Source records
----------------

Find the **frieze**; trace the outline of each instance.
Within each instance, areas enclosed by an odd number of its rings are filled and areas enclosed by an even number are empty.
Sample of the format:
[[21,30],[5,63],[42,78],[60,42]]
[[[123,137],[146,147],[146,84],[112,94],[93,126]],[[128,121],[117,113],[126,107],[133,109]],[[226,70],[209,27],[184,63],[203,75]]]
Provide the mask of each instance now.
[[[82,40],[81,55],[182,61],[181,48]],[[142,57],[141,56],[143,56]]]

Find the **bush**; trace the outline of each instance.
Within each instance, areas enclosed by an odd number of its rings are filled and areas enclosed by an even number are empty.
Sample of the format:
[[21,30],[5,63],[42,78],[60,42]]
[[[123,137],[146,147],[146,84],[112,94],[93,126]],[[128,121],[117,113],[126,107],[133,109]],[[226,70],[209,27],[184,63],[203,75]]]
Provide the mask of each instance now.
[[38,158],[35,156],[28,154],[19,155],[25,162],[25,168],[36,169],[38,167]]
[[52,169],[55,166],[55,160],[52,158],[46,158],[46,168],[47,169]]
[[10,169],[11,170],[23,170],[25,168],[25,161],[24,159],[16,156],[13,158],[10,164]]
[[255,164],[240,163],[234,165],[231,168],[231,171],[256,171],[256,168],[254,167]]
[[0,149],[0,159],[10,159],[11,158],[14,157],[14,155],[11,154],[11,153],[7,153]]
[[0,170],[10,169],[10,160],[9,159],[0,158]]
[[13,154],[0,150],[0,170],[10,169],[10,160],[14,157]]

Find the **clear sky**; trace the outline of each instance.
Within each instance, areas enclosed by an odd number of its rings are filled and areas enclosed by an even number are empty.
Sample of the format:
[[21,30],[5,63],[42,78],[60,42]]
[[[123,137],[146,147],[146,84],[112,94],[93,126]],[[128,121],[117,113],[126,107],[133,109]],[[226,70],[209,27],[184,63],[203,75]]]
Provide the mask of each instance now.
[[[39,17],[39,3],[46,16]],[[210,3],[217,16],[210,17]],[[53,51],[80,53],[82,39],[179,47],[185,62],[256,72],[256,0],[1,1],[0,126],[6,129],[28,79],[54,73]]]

----------------

Reproduce every one of the source records above, line for line, with no changes.

Find the **frieze**; trace the outline of each instance.
Within each instance, areas enclosed by an odd number of its rings are filled and areas enclosed by an even number are empty.
Sample of the format:
[[21,30],[5,63],[42,78],[60,42]]
[[[123,137],[146,147],[146,84],[112,94],[93,126]],[[128,121],[117,113],[126,107],[133,109]],[[226,70],[209,27],[184,63],[203,75]]]
Provide the mask of each instance now.
[[[82,40],[81,55],[182,61],[181,48]],[[142,57],[141,56],[143,56]]]

Find the **bush**; trace the outline of each instance.
Within each instance, areas enclosed by an odd number of its rings are filled and areas enclosed by an even number are empty.
Sample of the format:
[[21,30],[5,63],[42,78],[60,42]]
[[[123,137],[146,147],[146,84],[112,94],[93,126]],[[128,121],[117,113],[126,107],[133,109]],[[226,70],[209,27],[184,63],[203,75]]]
Provide the mask of each instance now.
[[38,158],[35,156],[28,154],[19,155],[25,162],[25,168],[36,169],[38,167]]
[[52,169],[55,166],[55,160],[52,158],[46,158],[46,168],[47,169]]
[[10,169],[11,170],[23,170],[25,168],[25,161],[24,159],[16,156],[13,158],[10,164]]
[[255,164],[240,163],[234,165],[231,168],[231,171],[256,171],[256,168],[254,167]]
[[0,149],[0,159],[10,159],[11,158],[14,157],[14,155],[11,154],[11,153],[7,153]]
[[0,170],[10,169],[10,160],[9,159],[0,158]]
[[13,154],[0,150],[0,170],[10,169],[10,160],[14,157]]

Find the **clear sky**; trace the outline of each instance.
Within each instance, areas enclosed by an odd number of its rings are filled and areas enclosed by an even number are empty.
Sample of the format:
[[21,30],[5,63],[42,78],[60,42]]
[[[123,137],[146,147],[146,84],[112,94],[93,126]],[[128,121],[117,113],[126,107],[133,109]],[[226,70],[209,27],[184,63],[203,75]]]
Provide the mask of each instance now.
[[[39,17],[39,3],[46,16]],[[210,3],[217,16],[210,17]],[[53,51],[80,53],[82,39],[179,47],[185,62],[256,72],[256,0],[1,1],[0,126],[6,129],[28,79],[54,73]]]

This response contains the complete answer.